▶ [What to do] Within the data that follows, tally every line containing "woman". Provide only the tally.

▶ [Dataset extract]
--------------------
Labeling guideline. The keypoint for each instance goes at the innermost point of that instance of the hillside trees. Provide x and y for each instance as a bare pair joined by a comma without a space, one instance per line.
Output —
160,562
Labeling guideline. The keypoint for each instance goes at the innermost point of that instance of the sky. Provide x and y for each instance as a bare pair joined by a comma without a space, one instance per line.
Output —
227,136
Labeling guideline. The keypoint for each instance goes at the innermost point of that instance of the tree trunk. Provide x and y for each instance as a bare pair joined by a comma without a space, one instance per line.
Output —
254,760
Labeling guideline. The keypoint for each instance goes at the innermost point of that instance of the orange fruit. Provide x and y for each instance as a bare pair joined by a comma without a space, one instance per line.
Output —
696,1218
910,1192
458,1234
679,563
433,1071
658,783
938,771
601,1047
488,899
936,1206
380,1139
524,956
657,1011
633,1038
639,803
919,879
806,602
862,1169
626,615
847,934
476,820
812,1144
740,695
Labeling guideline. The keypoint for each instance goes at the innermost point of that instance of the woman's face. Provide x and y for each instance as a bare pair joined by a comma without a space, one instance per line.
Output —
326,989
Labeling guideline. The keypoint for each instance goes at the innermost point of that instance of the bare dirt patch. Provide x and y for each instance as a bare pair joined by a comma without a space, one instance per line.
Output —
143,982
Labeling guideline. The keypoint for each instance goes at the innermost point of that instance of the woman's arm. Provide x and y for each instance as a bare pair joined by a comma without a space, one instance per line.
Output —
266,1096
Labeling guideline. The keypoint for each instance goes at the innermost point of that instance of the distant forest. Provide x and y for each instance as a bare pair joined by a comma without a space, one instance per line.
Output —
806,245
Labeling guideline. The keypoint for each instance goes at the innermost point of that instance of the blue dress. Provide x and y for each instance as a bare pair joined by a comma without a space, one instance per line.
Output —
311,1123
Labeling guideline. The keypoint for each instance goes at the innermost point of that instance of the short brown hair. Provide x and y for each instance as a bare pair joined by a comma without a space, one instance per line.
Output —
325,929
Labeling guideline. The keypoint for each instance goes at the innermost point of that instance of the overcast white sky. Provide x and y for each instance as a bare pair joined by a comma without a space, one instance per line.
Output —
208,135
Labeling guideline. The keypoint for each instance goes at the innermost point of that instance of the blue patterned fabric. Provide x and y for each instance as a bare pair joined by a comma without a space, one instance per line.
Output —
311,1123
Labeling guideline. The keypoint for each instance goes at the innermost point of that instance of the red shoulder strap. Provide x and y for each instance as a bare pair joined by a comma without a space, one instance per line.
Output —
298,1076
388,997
--------------------
▶ [The completed task] 2